┌──

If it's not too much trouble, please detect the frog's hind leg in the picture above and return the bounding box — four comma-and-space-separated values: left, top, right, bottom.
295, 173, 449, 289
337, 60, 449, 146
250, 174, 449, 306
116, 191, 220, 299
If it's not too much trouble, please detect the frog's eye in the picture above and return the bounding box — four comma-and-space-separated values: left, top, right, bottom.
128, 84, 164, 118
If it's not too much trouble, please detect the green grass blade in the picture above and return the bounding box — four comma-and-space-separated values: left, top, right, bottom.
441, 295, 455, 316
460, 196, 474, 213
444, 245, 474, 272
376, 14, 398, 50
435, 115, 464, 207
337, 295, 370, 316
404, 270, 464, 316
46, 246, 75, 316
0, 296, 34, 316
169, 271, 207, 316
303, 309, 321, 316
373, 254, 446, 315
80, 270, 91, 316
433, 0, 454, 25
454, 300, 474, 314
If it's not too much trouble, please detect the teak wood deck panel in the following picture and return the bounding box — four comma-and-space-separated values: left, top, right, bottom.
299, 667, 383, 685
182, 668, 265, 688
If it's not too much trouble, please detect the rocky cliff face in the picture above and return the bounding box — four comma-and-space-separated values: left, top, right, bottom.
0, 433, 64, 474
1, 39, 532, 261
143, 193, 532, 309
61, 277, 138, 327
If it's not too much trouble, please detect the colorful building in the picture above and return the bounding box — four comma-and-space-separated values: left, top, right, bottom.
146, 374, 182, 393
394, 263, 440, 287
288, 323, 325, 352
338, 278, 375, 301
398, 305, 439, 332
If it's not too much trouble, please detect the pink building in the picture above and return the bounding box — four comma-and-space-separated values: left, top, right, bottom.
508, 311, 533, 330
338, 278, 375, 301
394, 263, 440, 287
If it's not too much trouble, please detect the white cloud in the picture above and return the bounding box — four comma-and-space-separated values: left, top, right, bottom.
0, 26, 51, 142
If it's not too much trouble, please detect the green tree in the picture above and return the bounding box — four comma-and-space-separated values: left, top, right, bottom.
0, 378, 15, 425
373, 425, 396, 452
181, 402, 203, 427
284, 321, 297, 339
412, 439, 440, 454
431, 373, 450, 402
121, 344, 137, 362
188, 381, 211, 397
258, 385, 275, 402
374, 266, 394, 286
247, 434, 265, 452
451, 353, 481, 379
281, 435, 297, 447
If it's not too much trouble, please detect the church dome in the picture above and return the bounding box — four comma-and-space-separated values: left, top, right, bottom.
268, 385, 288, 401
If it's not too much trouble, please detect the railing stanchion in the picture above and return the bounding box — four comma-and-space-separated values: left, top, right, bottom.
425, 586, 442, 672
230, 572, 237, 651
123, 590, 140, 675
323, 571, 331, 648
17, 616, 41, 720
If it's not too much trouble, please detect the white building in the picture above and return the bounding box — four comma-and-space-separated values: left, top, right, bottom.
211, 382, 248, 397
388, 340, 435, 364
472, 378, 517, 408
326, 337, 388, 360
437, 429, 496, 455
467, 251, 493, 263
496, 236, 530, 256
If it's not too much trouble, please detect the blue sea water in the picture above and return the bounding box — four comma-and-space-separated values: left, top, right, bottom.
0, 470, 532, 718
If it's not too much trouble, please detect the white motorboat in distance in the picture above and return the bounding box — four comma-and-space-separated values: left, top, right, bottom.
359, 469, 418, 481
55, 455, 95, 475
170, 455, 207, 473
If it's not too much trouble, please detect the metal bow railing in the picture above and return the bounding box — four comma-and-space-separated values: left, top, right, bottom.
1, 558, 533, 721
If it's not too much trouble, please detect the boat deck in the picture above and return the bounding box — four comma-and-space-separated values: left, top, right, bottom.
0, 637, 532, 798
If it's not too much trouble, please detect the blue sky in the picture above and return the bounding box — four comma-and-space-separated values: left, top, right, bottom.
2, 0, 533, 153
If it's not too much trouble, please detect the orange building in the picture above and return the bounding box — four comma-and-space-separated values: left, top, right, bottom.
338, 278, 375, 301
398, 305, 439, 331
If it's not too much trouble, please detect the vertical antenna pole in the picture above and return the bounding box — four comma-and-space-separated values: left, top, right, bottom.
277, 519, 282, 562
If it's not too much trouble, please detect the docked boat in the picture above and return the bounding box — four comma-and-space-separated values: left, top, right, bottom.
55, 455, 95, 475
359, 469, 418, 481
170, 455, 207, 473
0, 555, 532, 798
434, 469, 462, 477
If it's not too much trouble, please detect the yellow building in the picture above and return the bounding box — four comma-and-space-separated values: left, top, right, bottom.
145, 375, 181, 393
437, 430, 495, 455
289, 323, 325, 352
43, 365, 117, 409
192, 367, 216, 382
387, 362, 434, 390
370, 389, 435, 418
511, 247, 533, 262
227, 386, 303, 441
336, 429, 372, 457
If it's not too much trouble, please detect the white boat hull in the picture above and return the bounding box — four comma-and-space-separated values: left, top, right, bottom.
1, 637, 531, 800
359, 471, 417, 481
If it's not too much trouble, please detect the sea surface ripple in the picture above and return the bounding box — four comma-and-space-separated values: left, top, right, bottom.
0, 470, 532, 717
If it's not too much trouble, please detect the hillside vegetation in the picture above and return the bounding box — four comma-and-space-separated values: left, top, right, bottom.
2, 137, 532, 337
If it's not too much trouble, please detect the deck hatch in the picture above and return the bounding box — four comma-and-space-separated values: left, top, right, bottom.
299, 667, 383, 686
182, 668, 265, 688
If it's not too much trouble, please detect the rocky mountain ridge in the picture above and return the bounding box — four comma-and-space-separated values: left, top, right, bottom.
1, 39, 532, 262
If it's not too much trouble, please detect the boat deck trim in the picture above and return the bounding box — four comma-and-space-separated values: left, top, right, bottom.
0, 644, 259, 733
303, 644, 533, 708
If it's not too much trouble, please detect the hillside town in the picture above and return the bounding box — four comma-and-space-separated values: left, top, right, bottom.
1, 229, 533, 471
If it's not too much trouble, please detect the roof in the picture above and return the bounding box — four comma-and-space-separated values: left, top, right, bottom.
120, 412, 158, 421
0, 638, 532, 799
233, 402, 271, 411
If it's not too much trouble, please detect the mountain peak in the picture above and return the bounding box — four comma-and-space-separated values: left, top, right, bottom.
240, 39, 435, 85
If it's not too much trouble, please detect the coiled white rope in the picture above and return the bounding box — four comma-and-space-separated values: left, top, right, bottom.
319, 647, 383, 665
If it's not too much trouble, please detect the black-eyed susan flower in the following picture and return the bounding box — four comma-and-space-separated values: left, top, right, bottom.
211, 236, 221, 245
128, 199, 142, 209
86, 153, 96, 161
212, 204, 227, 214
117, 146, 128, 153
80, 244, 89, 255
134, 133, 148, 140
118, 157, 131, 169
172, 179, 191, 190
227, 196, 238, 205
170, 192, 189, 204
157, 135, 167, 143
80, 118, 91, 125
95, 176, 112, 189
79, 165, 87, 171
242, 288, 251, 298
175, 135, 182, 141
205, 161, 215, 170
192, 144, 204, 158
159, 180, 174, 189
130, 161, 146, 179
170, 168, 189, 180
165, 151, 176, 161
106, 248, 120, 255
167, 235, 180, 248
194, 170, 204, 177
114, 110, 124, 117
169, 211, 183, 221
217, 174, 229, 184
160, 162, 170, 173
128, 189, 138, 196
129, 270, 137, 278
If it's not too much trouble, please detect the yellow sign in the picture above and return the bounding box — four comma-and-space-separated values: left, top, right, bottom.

└──

-- Exercise instructions --
Give an exact copy of all the data shown above.

-- Response to this exercise --
If it's not too much trouble, please detect the frog's hind leg in the picture above and return the bounding box — four comma-and-space-separated values: left, top, right, bottom.
295, 173, 449, 289
337, 60, 449, 146
250, 174, 449, 306
116, 191, 220, 299
If it's not too much trouble, please detect the frog's eye in the picture above and return the bounding box — four comma-and-space-separated values: left, top, right, bottom.
128, 84, 164, 118
If it's not too much trouble, please detect the green grass blade in the picture above and return the bounding box — four comma-and-space-separated values: left, top, right, bottom.
441, 295, 455, 316
460, 196, 474, 213
444, 245, 474, 272
376, 14, 398, 50
435, 115, 464, 207
337, 295, 370, 316
404, 270, 464, 316
46, 246, 75, 316
0, 296, 34, 316
169, 271, 207, 316
303, 309, 321, 316
373, 254, 446, 315
80, 270, 91, 316
433, 0, 454, 25
454, 300, 474, 314
If it's not too much trouble, please detect the teak wood deck panel in the following picture and return the bounding box — four comma-and-space-separated values: left, top, right, bottom.
299, 667, 383, 685
182, 668, 265, 688
If it's not too much trouble, please detect the rocky cliff face in the picture above and return the bounding box — four comma-and-space-separated values: left, top, right, bottom.
0, 433, 64, 474
1, 39, 532, 261
143, 193, 532, 309
61, 277, 138, 327
If it's not too much trouble, please detect the colorful building in the picture above and return the bounding box — four comma-and-space-separated values: left, top, right, bottom.
146, 374, 182, 393
394, 263, 440, 287
288, 323, 325, 352
338, 278, 375, 301
398, 305, 439, 332
If it's not too much trouble, please detect the pink building in the picture above and return the bounding box — four comma-and-space-separated values: left, top, right, bottom.
508, 311, 533, 330
338, 278, 375, 301
394, 263, 440, 287
If it's not too much trouble, please detect the white cloud in the picture above and return the bounding box — four comma-and-space-separated values: left, top, right, bottom.
0, 26, 51, 142
If it's not too much trouble, please detect the green tree in the picture above and return the bounding box — four comma-and-space-separated values: left, top, right, bottom.
0, 378, 15, 425
373, 425, 396, 452
181, 402, 203, 427
284, 321, 297, 339
412, 439, 440, 454
431, 373, 450, 402
121, 344, 137, 362
188, 381, 211, 397
258, 385, 275, 402
374, 266, 394, 286
247, 434, 265, 452
451, 353, 481, 379
281, 435, 297, 447
If it's not too much trouble, please detect the church dome in the picture above and return the bounding box — four comma-and-space-separated values: left, top, right, bottom.
268, 385, 288, 401
If it's not too much trouble, please detect the railing stanchion in the picture above and return the bounding box — four comma-and-space-separated values: left, top, right, bottom.
425, 586, 442, 672
230, 572, 237, 651
123, 590, 140, 675
323, 571, 331, 648
17, 616, 41, 720
If it's not too much trouble, please detect the white building in the picture above and return the bounding box — four comma-and-space-separated values: left, top, right, bottom.
211, 382, 248, 397
388, 340, 435, 364
472, 378, 517, 408
326, 337, 388, 360
437, 429, 496, 455
467, 251, 493, 263
496, 236, 530, 256
If it's not too much trouble, please detect the blue sea water in the picture above and return the bounding box — four comma-and-space-separated values: left, top, right, bottom.
0, 470, 532, 718
If it's not too much trouble, please detect the white motorboat in distance in the picture above and return the bounding box — four comma-and-space-separated values: left, top, right, bottom.
359, 469, 418, 481
55, 455, 95, 475
170, 455, 207, 473
If it's not too much trouble, please detect the metal bow railing in the picture above and return the bounding box — four comma-and-space-separated values: left, top, right, bottom.
1, 558, 533, 721
If it's not too much trouble, please detect the boat deck in the picture above and return the bounding box — four comma-and-space-separated values: left, top, right, bottom.
0, 637, 532, 798
If it's not too much trouble, please detect the blue sky in the picture above and return the bounding box — four comma-and-space-separated values: left, top, right, bottom.
2, 0, 533, 153
If it's not too much trouble, please detect the orange building in the picture above and return the bounding box — four comma-and-space-separated values: left, top, right, bottom.
338, 278, 375, 301
398, 305, 439, 331
If it's not too much trouble, please detect the vertical antenna pole in the picture above and return the bounding box — four comma-and-space-separated values: left, top, right, bottom.
277, 519, 282, 562
If it's not too much trouble, please detect the docked boat in the picture above and return the bounding box — four comma-and-space-separated values: left, top, right, bottom.
55, 455, 95, 475
359, 469, 418, 481
170, 455, 207, 473
0, 555, 532, 798
434, 469, 462, 477
If it's not too much trouble, please detect the yellow building in the picture above and return the bounding box — four comma-and-space-separated values: left, top, right, bottom.
145, 375, 181, 393
437, 430, 495, 455
289, 323, 325, 352
43, 365, 117, 409
192, 367, 216, 382
387, 362, 434, 390
370, 389, 435, 418
511, 247, 533, 262
227, 386, 303, 441
336, 429, 372, 457
If it's not too much trouble, please detect the white boat hull in the picture above and return the bounding box — four comma-and-space-separated values: left, top, right, bottom.
1, 637, 531, 800
359, 471, 417, 481
If it's not too much trouble, please detect the sea surface ripple in the picture above and return the bounding box — four comma-and-space-separated values: left, top, right, bottom.
0, 470, 532, 717
If it's not too much trouble, please detect the hillside vegetation in the picture above and return the bounding box — four comma-and-space-separated values: left, top, right, bottom.
2, 137, 532, 337
If it's not too much trouble, please detect the deck hatch in the picture above and return the bounding box — four comma-and-space-separated values: left, top, right, bottom.
299, 667, 383, 686
182, 668, 265, 688
If it's not too much trouble, please detect the rocky mountain ridge in the picture above and return the bounding box — four comma-and-space-separated values: left, top, right, bottom.
1, 39, 532, 262
If it's not too much trouble, please detect the boat deck trim in the picture above and return the bounding box — four comma-and-space-separated values: left, top, right, bottom.
0, 644, 259, 733
303, 644, 533, 708
If it's not too much trouble, please detect the hillside town in the picture above and return the bounding box — four comma-and-space-separated values: left, top, right, bottom.
1, 229, 533, 471
If it's not too much trouble, please detect the roof in the picture above and return the bounding box — four comma-and-space-separated values: left, top, right, bottom.
120, 412, 158, 421
0, 638, 532, 799
233, 402, 271, 411
If it's not too much trouble, please detect the mountain peak in the picture above and return the bounding box — four comma-and-space-separated values: left, top, right, bottom.
240, 39, 435, 85
If it's not too much trouble, please detect the coiled white rope in the picture above and return the bounding box — four comma-and-space-separated values: left, top, right, bottom.
319, 647, 383, 665
If it's not too much trouble, please detect the black-eyed susan flower in the following picture and return the bounding box — four comma-and-space-separated values: left, top, right, bottom.
211, 236, 221, 245
128, 199, 142, 209
86, 153, 96, 161
212, 204, 227, 214
117, 146, 128, 153
80, 244, 89, 255
134, 133, 148, 140
118, 157, 131, 169
172, 179, 191, 190
227, 196, 238, 205
170, 192, 189, 204
157, 135, 167, 143
80, 118, 91, 125
95, 176, 112, 189
79, 165, 87, 171
242, 288, 251, 298
175, 135, 182, 141
205, 161, 215, 170
192, 144, 204, 158
159, 180, 174, 189
130, 161, 146, 179
170, 168, 189, 180
165, 151, 176, 161
106, 248, 120, 255
167, 235, 180, 248
194, 170, 204, 177
114, 110, 124, 117
169, 211, 183, 221
217, 174, 229, 184
160, 162, 170, 173
128, 189, 138, 196
129, 270, 137, 278
If it's not too much trouble, please detect the yellow sign in the picture above and return the bounding box — four comma-and-space-separated values: left, top, right, bottom.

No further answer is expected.